# [WHAT YOU NEED TO DO]
A - In the passage on privatisation, which two Western countries are named as places where privatisation rose?
B - Write out the part of the privatisation passage starting at "While economic literature" and ending at "modernised the economy.".
C - Write what comes next in the text on privatisation in Australia, picking up after its final sentence.
>> START GIVEN PASSAGE
Another definition of privatisation is reliance on "more on private institutions and less on government, to satisfy people’s needs”.[3] The concept of privatisation can be construed in a narrow or broad sense.[3] The narrow scope of privatisation is portrayed as the sale of public goods, while the broader understanding of privatisation involves the transfer of "ownership, management, finance and control" of public goods to private actors.[3] Historically, the Australian government played an influential role in society as the idea of a strong state was prevalent to the Australian story since Federation.[4] This changed in the twentieth-century, as Australia's adoption of privatisation as a set of government policies, reflected the rise of privatisation across the Western world, specifically in the United States and United Kingdom.[5] The Australian experience of privatisation involves substituting government ownership, provision and funding to the private sector, in an attempt to liberalise the economy.[6] The effectiveness of such policies is contested, as the motivations of privatisation are widely debated.[7][8][9][10]

History

20th century

While economic literature points to the United Kingdom as being the first government to use privatisation in the modern era, the Nazi government in Germany undertook a series of privatisation policies to consolidate control of power over the economy.[11] While it may appear contradictory that privatisation consolidates control over the economy, the Nazis realised that the economic fortunes of privatisation would flow to Nazi officials who would subsequently, "exert control over the economy."[11]

Australia's 23rd Prime Minister (1983-1991) Bob Hawke initiated reforms that modernised the economy.
>> END GIVEN PASSAGE
>> START DATASET
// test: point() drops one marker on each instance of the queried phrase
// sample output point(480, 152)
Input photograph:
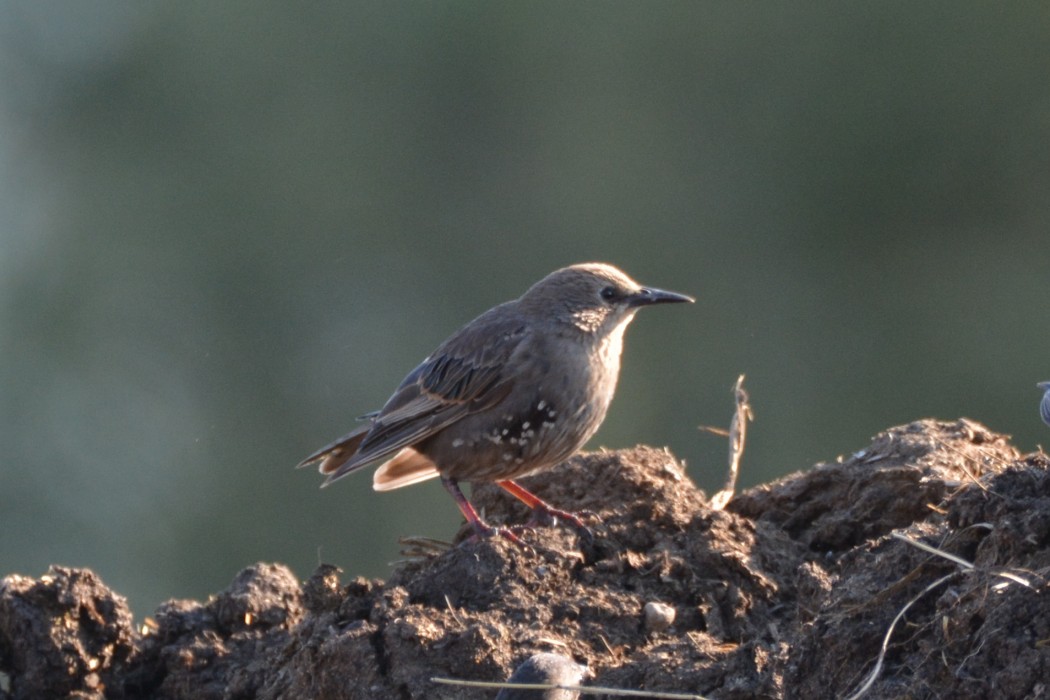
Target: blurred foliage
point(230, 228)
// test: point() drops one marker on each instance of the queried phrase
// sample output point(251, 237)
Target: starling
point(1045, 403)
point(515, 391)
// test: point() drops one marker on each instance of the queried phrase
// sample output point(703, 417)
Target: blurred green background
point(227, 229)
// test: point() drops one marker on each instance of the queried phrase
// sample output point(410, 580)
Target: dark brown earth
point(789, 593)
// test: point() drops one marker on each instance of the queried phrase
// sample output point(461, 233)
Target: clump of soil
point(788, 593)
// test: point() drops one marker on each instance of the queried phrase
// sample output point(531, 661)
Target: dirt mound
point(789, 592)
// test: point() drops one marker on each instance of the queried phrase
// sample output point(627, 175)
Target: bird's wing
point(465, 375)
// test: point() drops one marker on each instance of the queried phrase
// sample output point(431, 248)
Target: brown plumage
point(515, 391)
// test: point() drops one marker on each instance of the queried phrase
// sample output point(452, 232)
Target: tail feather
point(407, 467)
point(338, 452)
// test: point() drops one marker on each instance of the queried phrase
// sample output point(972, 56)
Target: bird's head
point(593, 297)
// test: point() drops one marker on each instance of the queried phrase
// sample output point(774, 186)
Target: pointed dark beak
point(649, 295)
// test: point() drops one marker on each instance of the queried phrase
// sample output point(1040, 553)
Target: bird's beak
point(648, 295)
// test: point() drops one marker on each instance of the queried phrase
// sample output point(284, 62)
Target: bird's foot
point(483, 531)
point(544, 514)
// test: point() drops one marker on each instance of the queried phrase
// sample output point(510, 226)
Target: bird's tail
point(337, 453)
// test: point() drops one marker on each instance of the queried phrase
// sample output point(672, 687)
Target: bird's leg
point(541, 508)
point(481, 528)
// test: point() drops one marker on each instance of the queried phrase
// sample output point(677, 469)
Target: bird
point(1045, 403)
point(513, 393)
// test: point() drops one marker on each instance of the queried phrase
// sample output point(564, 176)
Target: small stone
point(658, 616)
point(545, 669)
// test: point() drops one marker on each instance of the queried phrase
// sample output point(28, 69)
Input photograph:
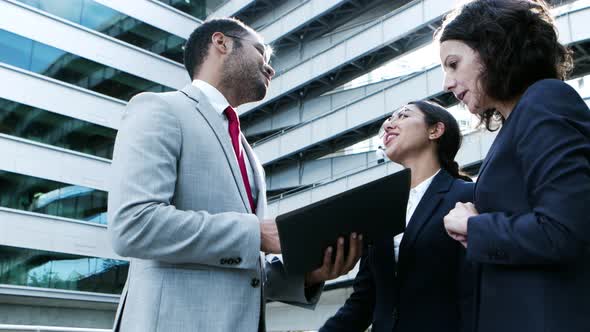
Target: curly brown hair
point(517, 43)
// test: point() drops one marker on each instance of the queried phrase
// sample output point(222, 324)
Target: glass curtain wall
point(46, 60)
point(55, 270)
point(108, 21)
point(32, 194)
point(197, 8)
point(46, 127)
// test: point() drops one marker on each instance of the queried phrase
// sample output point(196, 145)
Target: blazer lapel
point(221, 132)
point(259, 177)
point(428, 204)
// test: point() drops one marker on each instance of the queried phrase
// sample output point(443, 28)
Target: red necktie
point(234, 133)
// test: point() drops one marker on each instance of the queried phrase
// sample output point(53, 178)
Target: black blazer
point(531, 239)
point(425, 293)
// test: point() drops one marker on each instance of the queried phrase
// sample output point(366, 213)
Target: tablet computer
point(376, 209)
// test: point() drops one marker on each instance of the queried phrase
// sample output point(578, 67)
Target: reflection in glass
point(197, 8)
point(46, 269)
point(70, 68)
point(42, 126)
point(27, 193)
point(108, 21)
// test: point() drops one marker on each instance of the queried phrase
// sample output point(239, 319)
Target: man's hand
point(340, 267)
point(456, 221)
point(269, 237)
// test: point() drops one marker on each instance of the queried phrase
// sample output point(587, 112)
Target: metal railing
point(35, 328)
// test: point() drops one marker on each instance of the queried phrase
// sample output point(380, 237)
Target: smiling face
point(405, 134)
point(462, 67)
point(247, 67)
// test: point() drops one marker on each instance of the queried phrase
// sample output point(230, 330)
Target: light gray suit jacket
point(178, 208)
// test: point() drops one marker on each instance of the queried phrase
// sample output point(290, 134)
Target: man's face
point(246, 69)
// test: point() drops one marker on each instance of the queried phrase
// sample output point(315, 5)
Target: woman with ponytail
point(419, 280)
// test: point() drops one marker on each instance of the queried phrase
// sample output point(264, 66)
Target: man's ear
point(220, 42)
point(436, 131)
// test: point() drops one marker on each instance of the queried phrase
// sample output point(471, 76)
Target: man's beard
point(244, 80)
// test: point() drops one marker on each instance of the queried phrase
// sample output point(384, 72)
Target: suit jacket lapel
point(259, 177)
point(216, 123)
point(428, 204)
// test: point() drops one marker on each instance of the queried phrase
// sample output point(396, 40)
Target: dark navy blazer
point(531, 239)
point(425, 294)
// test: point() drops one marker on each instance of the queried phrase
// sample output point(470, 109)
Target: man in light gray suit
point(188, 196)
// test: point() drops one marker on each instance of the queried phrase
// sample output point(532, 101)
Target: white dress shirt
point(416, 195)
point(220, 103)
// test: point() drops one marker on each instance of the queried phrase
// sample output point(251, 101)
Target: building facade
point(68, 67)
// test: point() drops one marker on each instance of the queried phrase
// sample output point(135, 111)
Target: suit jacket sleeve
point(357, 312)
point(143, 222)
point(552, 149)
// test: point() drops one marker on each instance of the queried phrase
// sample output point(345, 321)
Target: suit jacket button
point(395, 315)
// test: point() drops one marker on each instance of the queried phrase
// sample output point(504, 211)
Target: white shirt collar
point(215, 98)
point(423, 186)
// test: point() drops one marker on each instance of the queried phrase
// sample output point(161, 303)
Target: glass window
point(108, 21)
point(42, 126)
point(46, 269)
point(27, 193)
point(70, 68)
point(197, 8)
>> END DATASET
# [THE RESPONSES]
A - The United States and the United Kingdom.

B -
While economic literature points to the United Kingdom as being the first government to use privatisation in the modern era, the Nazi government in Germany undertook a series of privatisation policies to consolidate control of power over the economy.[11] While it may appear contradictory that privatisation consolidates control over the economy, the Nazis realised that the economic fortunes of privatisation would flow to Nazi officials who would subsequently, "exert control over the economy."[11]

Australia's 23rd Prime Minister (1983-1991) Bob Hawke initiated reforms that modernised the economy.

C -
In Australia, the greatest influence on privatisation were the policies of the Thatcher government, who “unleashed a wave of privatizations that transformed the economy” and became a model for other Western economies.[12] Unlike the rest of the world, Australia's privatisation program was relatively early as it first commenced in the 1990s, under the Hawke Labor Government.[13] The New South Wales state government began the process of privatisation earlier than the federal government, in 1989.[14] Australia's first act of privatisation occurred in 1991, when the federal government sold the Commonwealth Bank of Australia, followed by the partial sale of Telstra and Qantas, all of which were significant national icons.[13] The sectors most affected by privatisation in the 1990s, were finance, electricity and transport, estimating profits of up to $61 billion from both federal and state privatiaation policies.[13] Consequently, Australia became second ranked in the world for privatisation profits, employing one of the most comprehensive programs, the effects of which are continuing to impact the economy.[13]

Hawke-Keating Government (1983–1996)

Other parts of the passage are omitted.